Recorded data
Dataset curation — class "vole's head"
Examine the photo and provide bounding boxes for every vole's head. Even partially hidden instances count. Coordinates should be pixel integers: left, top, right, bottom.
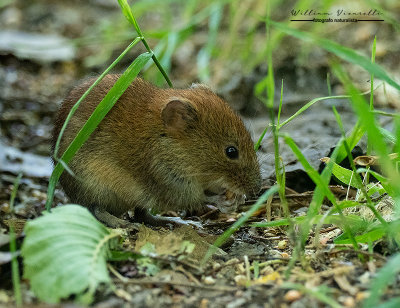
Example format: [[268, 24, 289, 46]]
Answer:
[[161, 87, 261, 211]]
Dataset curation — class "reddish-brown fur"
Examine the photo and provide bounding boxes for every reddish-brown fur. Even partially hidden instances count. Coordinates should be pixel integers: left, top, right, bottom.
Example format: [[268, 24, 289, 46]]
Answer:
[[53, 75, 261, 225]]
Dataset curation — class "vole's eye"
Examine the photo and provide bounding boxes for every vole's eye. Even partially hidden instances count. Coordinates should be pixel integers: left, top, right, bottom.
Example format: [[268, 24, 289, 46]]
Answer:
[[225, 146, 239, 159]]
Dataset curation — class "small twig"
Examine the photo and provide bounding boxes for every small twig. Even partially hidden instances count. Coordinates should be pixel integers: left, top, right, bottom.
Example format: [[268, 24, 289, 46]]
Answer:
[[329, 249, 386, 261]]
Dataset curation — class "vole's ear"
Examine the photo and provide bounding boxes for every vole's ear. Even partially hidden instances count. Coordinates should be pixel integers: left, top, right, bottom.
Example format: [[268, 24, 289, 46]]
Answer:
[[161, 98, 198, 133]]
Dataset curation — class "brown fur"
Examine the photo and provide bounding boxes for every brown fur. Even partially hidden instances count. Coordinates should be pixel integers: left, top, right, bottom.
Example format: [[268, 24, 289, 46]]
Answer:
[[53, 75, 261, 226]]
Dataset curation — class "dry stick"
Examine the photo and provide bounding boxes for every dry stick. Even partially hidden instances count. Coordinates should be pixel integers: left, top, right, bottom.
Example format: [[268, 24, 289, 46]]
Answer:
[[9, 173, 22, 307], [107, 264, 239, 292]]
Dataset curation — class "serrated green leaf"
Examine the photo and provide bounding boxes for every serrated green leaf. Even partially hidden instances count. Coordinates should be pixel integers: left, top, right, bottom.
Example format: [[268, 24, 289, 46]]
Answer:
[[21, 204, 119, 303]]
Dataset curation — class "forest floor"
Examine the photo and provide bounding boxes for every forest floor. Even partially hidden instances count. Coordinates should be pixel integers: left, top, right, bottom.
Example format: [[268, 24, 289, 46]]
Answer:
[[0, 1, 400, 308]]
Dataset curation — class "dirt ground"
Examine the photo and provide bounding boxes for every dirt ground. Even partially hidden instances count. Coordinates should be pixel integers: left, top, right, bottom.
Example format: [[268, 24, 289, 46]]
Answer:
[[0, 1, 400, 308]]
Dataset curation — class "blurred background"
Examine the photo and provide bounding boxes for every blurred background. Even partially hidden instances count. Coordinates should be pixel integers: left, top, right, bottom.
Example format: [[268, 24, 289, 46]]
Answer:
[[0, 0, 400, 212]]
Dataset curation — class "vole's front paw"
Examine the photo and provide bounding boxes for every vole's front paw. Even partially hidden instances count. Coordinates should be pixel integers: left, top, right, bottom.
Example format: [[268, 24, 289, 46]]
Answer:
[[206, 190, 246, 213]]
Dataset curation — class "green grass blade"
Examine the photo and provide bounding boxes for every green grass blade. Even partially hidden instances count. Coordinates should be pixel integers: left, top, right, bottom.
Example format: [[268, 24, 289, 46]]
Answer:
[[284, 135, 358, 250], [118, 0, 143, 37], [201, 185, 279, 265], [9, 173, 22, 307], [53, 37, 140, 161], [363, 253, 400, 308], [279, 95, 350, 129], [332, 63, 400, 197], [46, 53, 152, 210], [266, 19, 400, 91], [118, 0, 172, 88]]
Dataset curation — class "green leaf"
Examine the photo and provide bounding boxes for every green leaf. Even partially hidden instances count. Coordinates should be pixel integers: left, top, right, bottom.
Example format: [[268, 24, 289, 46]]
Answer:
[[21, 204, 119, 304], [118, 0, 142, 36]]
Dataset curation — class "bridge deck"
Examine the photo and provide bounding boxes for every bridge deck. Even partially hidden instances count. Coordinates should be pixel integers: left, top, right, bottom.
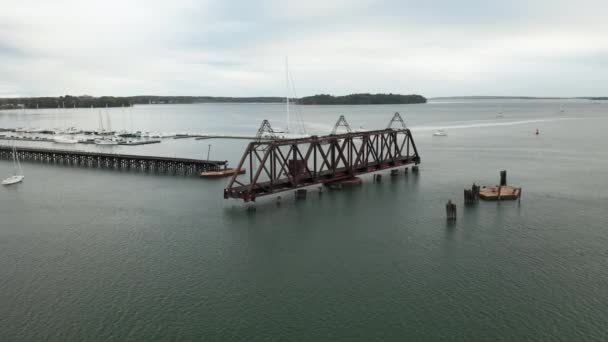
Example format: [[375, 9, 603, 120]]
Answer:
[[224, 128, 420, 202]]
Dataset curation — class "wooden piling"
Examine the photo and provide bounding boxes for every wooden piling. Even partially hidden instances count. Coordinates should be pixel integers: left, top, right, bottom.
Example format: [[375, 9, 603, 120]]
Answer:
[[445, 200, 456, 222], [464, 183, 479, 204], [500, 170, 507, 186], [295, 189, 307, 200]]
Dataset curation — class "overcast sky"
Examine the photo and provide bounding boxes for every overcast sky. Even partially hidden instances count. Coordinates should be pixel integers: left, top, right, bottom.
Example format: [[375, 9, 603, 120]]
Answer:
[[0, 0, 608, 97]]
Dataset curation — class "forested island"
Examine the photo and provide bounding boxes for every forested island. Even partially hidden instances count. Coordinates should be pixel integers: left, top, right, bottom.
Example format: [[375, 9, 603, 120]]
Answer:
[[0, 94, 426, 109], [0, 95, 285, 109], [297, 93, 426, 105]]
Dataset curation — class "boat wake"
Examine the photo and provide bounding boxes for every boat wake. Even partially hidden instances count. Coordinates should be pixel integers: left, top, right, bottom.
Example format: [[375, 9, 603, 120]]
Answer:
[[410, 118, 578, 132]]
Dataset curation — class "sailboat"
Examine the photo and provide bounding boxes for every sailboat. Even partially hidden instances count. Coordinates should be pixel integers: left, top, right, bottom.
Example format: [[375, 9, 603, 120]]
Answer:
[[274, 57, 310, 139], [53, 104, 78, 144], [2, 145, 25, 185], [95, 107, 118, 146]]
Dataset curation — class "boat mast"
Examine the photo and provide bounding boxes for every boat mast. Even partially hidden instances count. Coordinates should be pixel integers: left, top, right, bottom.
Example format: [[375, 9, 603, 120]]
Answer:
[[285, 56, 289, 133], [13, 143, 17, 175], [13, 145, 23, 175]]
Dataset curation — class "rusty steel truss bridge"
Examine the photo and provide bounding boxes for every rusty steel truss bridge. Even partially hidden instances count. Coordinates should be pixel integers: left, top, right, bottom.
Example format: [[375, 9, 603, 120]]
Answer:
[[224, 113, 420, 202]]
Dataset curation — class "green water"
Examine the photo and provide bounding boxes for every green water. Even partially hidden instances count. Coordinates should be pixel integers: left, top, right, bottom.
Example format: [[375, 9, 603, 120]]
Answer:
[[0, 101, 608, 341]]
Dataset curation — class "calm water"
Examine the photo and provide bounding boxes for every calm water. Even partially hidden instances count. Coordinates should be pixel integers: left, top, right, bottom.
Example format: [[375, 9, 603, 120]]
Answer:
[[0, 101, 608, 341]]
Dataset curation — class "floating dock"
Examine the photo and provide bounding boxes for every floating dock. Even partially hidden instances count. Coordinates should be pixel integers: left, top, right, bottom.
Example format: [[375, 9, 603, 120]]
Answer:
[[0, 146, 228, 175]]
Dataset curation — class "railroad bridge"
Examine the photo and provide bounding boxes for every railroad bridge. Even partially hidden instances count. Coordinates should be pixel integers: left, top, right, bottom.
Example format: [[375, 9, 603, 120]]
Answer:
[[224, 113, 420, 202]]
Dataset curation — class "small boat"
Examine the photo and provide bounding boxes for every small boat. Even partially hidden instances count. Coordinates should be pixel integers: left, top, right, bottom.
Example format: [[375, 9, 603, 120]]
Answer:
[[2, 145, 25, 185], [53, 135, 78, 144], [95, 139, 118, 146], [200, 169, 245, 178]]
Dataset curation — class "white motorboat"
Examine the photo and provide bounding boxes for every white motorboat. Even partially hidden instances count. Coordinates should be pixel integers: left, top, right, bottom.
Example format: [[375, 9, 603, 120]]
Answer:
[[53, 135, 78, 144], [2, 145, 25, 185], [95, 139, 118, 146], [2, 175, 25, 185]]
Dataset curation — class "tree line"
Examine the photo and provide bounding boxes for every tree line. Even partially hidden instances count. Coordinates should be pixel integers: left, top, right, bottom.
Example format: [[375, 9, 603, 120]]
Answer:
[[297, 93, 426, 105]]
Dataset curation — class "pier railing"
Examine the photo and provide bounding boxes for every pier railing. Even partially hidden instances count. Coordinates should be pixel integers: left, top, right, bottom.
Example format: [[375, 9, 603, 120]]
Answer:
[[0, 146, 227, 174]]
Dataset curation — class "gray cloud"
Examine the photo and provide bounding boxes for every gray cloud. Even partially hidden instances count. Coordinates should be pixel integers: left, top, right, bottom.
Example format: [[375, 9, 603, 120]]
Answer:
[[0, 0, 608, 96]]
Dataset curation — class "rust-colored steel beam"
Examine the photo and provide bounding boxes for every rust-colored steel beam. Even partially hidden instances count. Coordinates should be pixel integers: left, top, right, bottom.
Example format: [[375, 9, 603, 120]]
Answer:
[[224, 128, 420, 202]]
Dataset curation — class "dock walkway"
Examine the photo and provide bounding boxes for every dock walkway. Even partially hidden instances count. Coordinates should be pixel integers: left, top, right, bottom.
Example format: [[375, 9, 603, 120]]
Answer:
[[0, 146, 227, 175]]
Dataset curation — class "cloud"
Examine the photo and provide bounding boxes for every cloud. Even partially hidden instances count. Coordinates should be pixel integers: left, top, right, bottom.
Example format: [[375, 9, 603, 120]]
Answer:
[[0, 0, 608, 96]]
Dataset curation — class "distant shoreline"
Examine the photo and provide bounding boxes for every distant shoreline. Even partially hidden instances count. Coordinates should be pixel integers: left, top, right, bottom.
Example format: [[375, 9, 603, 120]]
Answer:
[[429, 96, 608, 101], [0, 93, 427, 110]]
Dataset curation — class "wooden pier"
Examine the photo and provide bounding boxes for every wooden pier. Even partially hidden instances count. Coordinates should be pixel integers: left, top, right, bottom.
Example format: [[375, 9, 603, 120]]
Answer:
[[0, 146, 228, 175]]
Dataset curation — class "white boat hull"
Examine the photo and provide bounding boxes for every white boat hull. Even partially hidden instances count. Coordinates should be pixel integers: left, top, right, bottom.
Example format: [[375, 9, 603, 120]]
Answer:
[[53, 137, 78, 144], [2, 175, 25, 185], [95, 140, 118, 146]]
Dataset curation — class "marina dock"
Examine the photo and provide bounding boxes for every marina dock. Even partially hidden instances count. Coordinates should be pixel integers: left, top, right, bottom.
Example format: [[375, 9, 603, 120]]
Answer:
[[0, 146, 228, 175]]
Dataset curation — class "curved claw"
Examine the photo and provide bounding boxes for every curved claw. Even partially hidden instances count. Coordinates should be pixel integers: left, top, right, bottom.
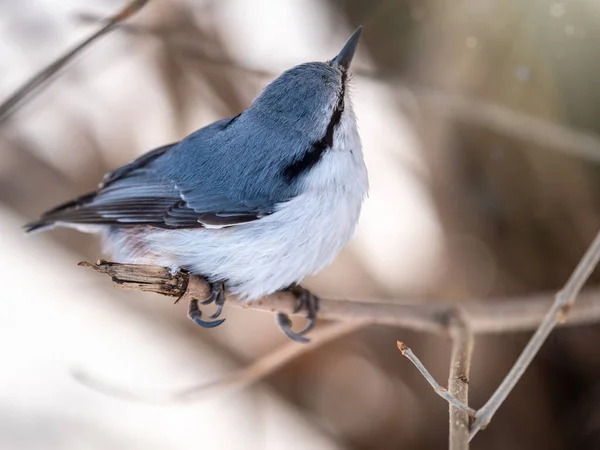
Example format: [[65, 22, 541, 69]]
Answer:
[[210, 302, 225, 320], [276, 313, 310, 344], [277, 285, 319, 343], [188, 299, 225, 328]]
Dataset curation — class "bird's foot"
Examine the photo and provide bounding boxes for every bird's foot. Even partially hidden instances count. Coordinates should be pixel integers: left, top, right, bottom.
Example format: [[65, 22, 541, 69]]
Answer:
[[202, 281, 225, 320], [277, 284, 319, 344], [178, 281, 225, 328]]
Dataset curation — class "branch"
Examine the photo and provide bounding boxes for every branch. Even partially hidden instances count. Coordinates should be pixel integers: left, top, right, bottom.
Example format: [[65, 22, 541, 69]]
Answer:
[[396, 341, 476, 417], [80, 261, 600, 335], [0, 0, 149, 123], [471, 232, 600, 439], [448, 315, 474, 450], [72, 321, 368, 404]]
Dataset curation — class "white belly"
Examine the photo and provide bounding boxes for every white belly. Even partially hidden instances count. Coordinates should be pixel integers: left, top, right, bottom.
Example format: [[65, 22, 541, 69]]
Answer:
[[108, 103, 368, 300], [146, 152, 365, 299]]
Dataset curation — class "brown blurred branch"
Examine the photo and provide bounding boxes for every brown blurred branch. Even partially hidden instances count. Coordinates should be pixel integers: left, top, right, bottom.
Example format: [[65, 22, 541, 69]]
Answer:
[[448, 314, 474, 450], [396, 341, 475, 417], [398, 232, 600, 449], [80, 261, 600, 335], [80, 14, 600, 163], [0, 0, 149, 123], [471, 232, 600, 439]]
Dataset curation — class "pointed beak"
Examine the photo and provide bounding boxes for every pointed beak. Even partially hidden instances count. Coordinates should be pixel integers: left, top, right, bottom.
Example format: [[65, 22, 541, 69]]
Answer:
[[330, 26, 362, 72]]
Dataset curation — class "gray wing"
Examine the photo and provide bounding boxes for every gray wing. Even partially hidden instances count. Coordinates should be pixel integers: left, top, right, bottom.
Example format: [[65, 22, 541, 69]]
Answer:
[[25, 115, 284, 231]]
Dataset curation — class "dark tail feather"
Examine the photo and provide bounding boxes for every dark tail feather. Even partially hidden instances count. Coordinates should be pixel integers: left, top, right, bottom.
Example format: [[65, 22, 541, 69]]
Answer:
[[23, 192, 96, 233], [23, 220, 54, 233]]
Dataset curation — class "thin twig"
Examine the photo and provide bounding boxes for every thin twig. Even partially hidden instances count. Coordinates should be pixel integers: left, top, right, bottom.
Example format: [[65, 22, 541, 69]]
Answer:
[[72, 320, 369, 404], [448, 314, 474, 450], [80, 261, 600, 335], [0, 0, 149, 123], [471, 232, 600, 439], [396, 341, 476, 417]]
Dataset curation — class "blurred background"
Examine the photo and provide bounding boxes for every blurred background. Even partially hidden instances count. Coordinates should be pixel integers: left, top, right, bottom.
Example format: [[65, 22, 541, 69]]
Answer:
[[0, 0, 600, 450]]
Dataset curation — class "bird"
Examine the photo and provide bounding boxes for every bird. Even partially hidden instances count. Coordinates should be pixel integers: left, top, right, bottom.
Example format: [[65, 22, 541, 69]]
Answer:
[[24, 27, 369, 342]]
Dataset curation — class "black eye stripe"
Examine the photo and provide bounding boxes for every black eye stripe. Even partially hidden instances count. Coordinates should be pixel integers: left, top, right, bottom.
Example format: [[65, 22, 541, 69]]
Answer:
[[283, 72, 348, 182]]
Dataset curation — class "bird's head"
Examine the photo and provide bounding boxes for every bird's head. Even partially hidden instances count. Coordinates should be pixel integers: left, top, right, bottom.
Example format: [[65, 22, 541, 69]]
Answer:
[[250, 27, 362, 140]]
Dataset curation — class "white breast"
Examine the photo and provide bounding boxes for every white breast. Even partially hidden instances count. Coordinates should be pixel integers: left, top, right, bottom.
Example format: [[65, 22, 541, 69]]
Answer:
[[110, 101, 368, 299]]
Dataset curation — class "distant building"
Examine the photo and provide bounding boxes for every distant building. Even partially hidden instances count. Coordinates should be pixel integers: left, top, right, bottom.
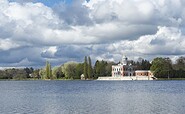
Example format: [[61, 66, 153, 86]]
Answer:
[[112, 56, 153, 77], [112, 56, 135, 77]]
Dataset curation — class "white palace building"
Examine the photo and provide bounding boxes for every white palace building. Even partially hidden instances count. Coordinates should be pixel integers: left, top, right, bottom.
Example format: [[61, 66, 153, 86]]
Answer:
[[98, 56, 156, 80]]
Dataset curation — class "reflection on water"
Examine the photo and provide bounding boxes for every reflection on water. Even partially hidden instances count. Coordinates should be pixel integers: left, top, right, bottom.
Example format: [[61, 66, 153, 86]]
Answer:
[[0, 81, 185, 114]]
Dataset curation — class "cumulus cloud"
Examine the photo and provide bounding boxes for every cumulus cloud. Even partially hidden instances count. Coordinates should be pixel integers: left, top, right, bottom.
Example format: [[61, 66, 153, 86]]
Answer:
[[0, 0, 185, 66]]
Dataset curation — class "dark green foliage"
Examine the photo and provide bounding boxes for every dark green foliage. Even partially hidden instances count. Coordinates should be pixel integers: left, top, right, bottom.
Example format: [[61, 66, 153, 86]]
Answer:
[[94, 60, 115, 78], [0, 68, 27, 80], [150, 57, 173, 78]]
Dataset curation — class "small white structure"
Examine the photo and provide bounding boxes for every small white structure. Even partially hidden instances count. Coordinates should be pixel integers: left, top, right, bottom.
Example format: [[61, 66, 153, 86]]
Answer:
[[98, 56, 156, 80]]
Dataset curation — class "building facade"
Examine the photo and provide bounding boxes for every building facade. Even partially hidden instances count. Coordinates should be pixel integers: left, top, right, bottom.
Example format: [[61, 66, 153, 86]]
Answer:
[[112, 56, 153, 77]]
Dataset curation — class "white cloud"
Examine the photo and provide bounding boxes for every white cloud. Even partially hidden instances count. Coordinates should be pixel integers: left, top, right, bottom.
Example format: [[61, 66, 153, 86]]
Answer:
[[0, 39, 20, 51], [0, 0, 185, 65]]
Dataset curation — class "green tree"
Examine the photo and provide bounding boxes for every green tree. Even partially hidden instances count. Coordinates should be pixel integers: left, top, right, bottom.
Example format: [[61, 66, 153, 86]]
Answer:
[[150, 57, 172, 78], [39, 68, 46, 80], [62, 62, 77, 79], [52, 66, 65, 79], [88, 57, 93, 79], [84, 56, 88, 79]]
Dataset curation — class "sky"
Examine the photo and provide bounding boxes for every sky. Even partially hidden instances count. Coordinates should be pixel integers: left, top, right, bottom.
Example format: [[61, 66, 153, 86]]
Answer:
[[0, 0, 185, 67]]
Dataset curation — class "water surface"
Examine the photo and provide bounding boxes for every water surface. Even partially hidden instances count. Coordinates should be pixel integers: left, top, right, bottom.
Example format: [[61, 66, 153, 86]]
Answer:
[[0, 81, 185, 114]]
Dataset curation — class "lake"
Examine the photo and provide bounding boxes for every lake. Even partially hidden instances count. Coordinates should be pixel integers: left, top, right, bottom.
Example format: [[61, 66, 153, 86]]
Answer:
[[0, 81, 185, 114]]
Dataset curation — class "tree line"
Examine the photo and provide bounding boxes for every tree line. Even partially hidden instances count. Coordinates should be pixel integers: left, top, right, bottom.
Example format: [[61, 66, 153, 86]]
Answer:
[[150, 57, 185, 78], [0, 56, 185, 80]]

- _What to produce_: Please update the listing from its start up to and including the line with "[[9, 173, 22, 307], [107, 264, 239, 292]]", replacing "Examine the photo" with "Inspect the image" and keeping everything else the same. Leave the pictures out of your answer.

- _Answer_:
Dataset curation — class "vole's head"
Inspect the image and provide bounding boxes for every vole's head. Even partially hidden instances count. Coordinates should be pixel integers: left, top, right, bottom.
Example format: [[268, 24, 289, 46]]
Answer:
[[161, 87, 261, 211]]
Dataset curation — class "reddish-brown fur"
Inspect the image and provide bounding boxes for every reddish-brown fur. Even partially hidden instances count. Coordinates should be pixel integers: left, top, right, bottom.
Example format: [[268, 24, 289, 46]]
Answer:
[[53, 75, 261, 225]]
Dataset curation — class "vole's eye"
Inspect the image and provide bounding boxes for every vole's eye. Even partially hidden instances count. Coordinates should be pixel integers: left, top, right, bottom.
Example format: [[268, 24, 289, 46]]
Answer:
[[225, 146, 239, 159]]
Dataset curation — class "small twig"
Inspect the image and provide bounding boxes for every small twig. Even partially hidden instances count. Coordinates should be pixel integers: left, top, right, bottom.
Example format: [[268, 24, 289, 46]]
Answer:
[[329, 249, 386, 261]]
Dataset curation — class "vole's ear"
Inspect the image and provide bounding boxes for every vole's ear. Even partially hidden instances count. Coordinates should be pixel integers: left, top, right, bottom.
Example format: [[268, 24, 289, 46]]
Answer:
[[161, 98, 198, 133]]
Dataset curation — class "brown fur"
Inspect the image and provide bounding boxes for every brown fur. Even partially hidden instances count. Coordinates should be pixel integers: left, top, right, bottom.
Example format: [[268, 24, 289, 46]]
Answer:
[[53, 75, 261, 226]]
Dataset curation — class "dry stick"
Inspect the image and provide bounding boxes for every dry stick. Even partially hidden instances count. Coordinates should be pixel integers: left, top, right, bottom.
Example format: [[268, 24, 289, 46]]
Answer:
[[9, 173, 22, 307], [107, 264, 239, 292]]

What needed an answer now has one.